Saved data entries:
====================

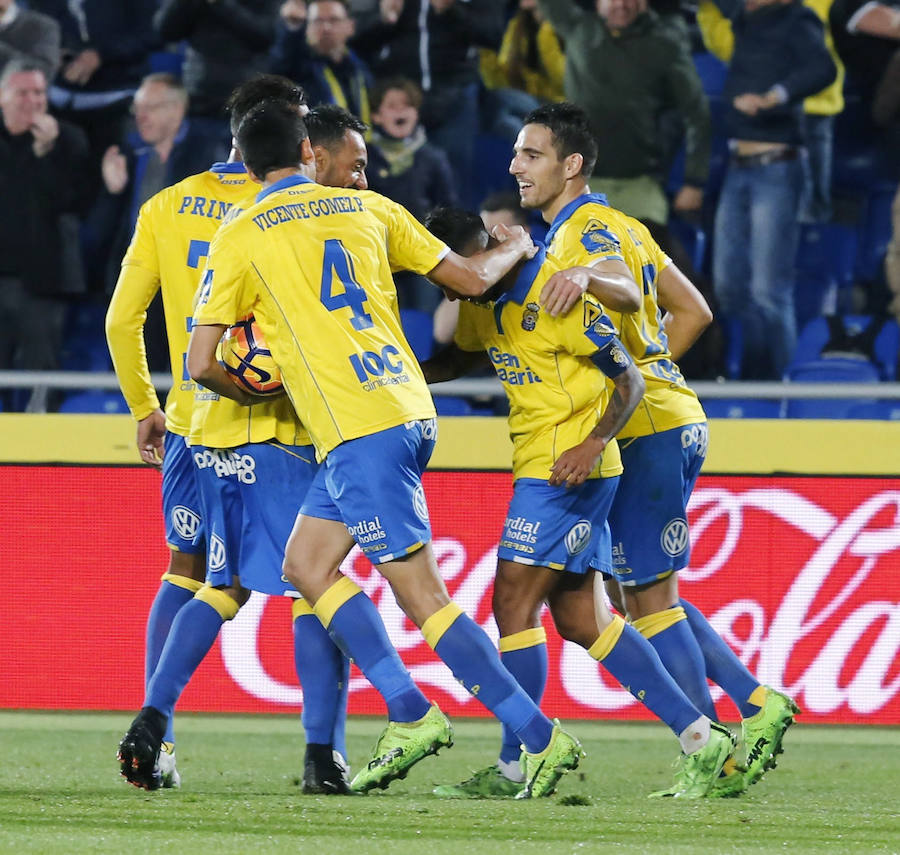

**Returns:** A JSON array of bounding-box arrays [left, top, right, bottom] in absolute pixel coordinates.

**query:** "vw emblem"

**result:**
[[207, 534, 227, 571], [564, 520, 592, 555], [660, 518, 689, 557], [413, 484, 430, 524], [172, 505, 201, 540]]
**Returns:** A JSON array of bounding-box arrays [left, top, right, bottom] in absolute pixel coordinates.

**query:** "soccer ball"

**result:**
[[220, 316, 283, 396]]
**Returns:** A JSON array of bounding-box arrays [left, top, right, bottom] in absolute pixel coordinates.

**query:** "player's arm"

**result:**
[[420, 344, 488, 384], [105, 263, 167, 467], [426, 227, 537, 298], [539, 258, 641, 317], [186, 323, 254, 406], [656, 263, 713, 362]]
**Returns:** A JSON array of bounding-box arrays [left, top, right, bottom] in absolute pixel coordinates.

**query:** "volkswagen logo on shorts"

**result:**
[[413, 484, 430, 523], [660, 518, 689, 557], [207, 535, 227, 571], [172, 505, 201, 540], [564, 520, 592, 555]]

====================

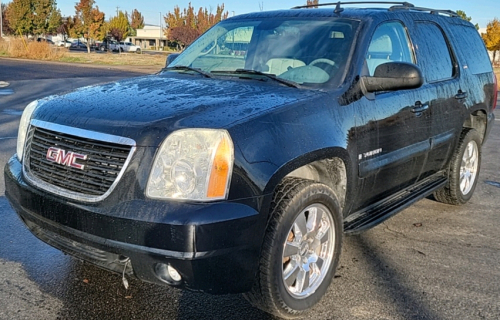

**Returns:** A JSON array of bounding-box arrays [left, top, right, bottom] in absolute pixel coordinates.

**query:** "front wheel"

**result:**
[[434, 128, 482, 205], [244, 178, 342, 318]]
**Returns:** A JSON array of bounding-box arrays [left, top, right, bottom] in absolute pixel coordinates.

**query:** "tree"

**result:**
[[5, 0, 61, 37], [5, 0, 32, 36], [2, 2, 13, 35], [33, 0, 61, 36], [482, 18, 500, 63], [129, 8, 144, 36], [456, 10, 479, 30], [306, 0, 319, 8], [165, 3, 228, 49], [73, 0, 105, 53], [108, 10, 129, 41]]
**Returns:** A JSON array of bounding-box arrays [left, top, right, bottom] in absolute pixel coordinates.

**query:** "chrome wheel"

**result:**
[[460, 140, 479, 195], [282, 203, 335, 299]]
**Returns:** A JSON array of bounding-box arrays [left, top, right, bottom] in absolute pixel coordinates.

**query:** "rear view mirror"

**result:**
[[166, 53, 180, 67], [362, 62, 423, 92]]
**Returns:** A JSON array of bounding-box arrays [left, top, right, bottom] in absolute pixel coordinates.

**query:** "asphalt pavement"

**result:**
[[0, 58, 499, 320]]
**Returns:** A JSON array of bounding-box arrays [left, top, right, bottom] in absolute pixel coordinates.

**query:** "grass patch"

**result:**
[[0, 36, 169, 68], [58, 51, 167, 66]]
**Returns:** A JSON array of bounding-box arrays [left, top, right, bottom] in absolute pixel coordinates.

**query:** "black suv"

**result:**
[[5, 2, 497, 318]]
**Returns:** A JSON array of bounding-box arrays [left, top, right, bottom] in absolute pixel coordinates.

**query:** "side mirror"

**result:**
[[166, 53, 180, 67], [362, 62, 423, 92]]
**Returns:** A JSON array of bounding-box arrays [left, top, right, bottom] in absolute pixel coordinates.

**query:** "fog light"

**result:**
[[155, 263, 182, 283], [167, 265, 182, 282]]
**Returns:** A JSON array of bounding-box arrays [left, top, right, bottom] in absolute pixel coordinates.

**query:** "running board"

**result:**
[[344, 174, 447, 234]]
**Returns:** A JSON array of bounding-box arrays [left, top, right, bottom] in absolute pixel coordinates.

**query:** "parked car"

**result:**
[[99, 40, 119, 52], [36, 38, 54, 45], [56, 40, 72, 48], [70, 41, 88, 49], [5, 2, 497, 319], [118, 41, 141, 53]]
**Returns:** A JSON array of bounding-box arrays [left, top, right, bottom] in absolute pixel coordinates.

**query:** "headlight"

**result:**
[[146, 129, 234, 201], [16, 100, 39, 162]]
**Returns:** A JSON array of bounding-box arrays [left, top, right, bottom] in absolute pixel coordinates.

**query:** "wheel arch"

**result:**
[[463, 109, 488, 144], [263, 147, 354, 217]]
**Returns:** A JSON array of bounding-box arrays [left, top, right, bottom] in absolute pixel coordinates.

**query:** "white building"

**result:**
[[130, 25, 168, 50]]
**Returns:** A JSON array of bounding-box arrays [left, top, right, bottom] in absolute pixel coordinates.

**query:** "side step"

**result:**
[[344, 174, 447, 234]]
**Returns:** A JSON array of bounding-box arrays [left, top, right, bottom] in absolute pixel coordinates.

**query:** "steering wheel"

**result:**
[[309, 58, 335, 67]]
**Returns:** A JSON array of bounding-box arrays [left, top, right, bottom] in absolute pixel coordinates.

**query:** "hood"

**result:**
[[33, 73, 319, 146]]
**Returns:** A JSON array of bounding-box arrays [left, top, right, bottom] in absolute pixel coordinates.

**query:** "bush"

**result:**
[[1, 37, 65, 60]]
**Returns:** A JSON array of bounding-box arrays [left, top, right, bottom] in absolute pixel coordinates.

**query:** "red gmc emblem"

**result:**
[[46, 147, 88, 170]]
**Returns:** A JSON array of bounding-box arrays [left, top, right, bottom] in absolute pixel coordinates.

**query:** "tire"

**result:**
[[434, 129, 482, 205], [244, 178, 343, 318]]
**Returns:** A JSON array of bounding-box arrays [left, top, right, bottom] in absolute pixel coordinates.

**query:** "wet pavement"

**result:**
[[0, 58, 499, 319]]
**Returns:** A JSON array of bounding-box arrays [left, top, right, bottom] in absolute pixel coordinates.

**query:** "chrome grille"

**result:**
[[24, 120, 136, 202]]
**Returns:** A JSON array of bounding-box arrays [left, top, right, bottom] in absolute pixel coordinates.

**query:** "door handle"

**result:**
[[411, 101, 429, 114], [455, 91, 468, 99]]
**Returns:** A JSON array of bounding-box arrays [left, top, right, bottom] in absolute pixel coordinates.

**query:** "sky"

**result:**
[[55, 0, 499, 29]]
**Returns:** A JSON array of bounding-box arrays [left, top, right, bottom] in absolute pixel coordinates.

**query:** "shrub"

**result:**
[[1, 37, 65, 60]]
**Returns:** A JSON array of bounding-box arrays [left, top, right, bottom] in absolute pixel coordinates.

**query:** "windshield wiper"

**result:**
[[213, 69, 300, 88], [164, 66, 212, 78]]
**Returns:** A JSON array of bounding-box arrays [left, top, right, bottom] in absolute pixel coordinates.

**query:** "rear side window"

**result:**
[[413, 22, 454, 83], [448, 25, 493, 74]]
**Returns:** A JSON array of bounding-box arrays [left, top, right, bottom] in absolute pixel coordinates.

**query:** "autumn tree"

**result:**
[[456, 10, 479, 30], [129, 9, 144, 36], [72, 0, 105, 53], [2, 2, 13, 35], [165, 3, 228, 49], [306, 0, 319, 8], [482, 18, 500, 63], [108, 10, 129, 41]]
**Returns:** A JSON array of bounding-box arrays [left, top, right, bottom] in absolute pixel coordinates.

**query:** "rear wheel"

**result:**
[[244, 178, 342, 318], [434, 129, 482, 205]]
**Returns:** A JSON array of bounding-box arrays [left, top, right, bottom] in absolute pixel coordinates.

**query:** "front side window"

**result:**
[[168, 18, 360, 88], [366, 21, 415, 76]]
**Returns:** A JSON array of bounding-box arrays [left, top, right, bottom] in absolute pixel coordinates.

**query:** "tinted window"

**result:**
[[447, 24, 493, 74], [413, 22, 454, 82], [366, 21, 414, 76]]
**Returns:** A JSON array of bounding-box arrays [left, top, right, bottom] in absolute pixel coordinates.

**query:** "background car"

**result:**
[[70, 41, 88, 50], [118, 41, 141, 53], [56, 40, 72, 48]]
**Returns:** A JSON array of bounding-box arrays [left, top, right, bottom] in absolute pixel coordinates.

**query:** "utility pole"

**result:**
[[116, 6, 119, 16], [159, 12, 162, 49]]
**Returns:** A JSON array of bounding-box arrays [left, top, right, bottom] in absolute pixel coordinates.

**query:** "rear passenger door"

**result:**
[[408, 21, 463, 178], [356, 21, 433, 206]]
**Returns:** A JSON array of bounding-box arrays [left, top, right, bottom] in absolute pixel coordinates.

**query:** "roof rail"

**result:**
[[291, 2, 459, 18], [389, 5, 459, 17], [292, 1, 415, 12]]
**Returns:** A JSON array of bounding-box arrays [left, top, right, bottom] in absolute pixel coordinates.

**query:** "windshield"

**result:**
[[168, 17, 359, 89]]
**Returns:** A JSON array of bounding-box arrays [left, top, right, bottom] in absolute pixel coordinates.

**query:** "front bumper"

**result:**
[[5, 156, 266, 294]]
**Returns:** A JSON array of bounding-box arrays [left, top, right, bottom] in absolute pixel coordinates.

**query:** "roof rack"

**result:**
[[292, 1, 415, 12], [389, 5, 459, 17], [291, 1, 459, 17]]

====================

Exercise prompt:
Count the lines in the records above that contain "side". Reply with the number only.

Finished task:
4